══ EXTRACT TO READ

Feedback
If my reddit account wasn't suspended for some reason - I'd recommend everyone this model
Right now im using IQ2_M quant with 24k 4bit context and this is the best model i have tried for roleplay(Can't run Behemoth due to its size)
Initially in L2 times i used 7B, 9B and 11B models via exllama. Then tried Mixtral and was fashionated by MoE capabilities and speed so much, that made a lot of frankenmoe merges in L3 times. Then for a month or two stuck to "Free API" CommandR+ and sometimes use it even now
Now bought myself a P40 and with my weird 36GB VRAM RTX3060+P40 setup decided to try big models, initially some from Sao but his models were too focused on eRP(or that's just my settings were shitty), then tried Magnum 72B V2 and was amazed for it's quality, when Magnum 72B V4 came out i sticked to it for some time before trying Nemotron 70B and it's finetunes like Nautilus and Sunfall. Honestly, wasn't impressed by Nautilus but Sunfall was great and amazed me almost every day, so it became my daily driver
However even IQ2_M quant of Endurance 100B amazed me by it's quality, first, it has much higher emotional intelligence, i haven't seen a model better for a good drama. Second, it's capability at remember things, i often want to see how LLM understands what's happening in the roleplay and write something like "Stop the roleplay, analysis it, write an essay, split it at subtopics" or "Stop the roleplay, analysis {{user}}, write an essay, split it at subtopics". CommandR+ was the only one who could break out of character and write analysis without any crutches on first try, Nemotron and it's finetunes were also great at this, however Endurance's analysis was something else, not only first try breaking out of character but also it's analytical capabilities were the best among every model i tried for RP purposes... and im not even sure im using fitting settings.

════

» TASKS TO COMPLETE
• 1. List every model the feedback post names in the paragraph beginning "Now bought myself a P40".
• 2. Restate the paragraph of the feedback post beginning "Initially in L2 times" as a short list.
• 3. Answer these from the feedback post:
(a) Which quant and context setting is the writer using now?
(b) How much VRAM does the writer's setup have, and which cards make it up?
(c) Which model became the writer's daily driver after Nemotron 70B?

══ INFORMATION GIVEN

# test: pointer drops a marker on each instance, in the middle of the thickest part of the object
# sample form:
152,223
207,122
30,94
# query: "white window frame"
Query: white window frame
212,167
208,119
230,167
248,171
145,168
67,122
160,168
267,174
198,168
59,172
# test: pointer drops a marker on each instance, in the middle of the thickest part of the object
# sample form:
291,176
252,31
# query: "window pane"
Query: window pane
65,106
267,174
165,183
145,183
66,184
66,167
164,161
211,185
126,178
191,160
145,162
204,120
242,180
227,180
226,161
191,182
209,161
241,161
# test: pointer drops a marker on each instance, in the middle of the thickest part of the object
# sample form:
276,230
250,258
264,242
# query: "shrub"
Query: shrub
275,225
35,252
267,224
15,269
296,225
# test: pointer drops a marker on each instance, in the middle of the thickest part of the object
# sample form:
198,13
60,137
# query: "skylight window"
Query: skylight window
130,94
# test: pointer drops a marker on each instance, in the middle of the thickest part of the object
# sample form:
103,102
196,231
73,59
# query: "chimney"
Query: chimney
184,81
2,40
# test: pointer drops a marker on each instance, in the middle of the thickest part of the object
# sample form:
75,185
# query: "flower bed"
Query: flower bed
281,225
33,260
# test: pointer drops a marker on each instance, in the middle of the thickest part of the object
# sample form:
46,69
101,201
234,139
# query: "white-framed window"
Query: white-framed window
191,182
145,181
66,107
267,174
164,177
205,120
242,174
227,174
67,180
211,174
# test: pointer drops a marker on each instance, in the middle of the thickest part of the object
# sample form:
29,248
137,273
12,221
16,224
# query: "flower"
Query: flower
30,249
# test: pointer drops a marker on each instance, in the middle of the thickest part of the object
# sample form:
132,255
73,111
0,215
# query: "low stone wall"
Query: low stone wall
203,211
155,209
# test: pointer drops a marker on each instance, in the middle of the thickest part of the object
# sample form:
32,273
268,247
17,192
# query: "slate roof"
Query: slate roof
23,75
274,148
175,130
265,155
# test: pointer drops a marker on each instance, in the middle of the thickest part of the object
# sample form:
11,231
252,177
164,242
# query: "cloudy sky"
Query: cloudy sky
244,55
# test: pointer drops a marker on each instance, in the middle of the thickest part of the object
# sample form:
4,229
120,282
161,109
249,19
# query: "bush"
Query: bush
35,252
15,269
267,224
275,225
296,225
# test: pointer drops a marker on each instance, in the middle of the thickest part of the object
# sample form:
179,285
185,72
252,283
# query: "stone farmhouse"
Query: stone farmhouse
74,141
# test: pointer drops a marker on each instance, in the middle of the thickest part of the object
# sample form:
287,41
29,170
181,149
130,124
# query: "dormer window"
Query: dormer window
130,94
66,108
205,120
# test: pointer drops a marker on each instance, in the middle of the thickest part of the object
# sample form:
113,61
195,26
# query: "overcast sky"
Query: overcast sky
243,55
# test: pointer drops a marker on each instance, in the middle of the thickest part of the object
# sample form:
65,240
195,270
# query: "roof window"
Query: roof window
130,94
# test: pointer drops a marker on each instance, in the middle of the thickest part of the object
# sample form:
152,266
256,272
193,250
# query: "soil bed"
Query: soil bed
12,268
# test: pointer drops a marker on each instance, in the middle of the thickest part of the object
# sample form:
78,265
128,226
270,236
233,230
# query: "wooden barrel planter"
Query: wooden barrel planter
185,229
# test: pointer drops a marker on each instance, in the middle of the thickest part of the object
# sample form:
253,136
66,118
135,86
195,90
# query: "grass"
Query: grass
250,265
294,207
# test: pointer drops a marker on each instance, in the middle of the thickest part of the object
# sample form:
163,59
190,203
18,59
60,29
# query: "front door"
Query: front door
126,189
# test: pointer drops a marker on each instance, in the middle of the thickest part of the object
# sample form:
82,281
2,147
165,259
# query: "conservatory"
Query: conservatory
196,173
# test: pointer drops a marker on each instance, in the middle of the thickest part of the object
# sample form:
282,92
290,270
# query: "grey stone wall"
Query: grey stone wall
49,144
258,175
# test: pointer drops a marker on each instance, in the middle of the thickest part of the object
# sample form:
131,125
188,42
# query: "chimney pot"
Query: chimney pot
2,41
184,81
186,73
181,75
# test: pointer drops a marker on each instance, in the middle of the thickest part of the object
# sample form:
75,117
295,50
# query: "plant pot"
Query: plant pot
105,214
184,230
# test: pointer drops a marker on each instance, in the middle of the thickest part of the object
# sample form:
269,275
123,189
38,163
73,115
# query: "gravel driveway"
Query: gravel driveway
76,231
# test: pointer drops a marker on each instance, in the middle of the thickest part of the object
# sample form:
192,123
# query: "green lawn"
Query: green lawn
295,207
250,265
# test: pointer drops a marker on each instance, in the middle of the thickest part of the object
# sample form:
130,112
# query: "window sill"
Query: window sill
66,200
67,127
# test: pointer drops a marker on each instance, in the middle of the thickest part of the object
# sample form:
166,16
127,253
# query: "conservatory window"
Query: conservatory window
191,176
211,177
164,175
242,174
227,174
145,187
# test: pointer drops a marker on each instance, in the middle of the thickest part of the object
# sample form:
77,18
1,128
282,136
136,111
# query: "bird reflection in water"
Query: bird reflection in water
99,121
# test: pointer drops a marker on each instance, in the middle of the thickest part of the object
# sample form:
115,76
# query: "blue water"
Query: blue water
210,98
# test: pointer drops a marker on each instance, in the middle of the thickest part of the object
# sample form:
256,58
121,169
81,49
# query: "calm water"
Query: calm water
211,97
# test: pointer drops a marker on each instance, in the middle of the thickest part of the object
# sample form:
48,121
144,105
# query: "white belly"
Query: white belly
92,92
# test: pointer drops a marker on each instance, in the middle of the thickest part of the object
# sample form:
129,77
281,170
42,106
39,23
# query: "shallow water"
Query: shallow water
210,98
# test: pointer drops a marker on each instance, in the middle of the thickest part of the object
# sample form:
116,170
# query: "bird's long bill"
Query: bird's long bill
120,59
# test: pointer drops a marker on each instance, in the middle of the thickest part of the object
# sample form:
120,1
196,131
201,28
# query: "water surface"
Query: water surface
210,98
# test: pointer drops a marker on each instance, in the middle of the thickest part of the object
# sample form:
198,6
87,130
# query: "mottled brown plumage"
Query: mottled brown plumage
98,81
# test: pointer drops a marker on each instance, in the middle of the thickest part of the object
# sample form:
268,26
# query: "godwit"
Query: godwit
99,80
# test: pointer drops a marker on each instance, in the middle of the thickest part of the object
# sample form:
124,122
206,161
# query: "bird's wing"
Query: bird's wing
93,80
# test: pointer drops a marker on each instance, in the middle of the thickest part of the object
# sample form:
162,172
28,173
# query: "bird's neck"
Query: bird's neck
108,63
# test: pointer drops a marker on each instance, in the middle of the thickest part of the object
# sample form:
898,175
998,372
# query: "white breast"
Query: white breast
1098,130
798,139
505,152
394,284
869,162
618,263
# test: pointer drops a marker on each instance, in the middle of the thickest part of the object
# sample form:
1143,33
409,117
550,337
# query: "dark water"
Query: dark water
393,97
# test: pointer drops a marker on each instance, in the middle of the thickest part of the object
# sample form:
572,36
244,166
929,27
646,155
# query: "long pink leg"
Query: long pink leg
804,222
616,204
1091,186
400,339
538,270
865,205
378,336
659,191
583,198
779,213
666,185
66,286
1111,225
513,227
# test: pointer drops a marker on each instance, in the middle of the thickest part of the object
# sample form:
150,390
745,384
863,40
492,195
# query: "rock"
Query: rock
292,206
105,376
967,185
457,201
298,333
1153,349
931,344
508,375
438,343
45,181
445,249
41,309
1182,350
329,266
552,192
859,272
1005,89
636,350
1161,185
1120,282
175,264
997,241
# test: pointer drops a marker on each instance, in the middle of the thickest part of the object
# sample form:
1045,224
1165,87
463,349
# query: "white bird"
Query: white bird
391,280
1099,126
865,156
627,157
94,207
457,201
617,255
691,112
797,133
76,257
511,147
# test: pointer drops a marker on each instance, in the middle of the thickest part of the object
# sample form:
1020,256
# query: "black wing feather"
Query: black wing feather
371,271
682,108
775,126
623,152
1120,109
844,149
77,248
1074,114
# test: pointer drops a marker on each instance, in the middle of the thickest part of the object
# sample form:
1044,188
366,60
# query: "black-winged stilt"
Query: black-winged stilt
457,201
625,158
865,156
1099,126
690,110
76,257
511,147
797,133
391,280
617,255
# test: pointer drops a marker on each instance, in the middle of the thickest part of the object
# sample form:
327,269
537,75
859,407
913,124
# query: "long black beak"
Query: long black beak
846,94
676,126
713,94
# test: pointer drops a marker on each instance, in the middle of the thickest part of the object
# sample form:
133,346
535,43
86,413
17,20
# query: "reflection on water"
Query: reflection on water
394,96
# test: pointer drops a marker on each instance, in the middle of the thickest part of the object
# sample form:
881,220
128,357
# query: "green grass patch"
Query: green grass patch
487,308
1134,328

════

» YOUR WRITTEN ANSWERS
• 1. Magnum 72B V2, Magnum 72B V4, Nemotron 70B, Nautilus, Sunfall

• 2.
- In L2 times, used 7B, 9B and 11B models via exllama.
- Tried Mixtral and was so impressed by MoE capabilities and speed that they made many frankenmoe merges in L3 times.
- Then stuck to "Free API" CommandR+ for a month or two, and still sometimes uses it.

• 3.
(a) IQ2_M quant with 24k 4bit context
(b) 36GB, from an RTX3060 and a P40
(c) Sunfall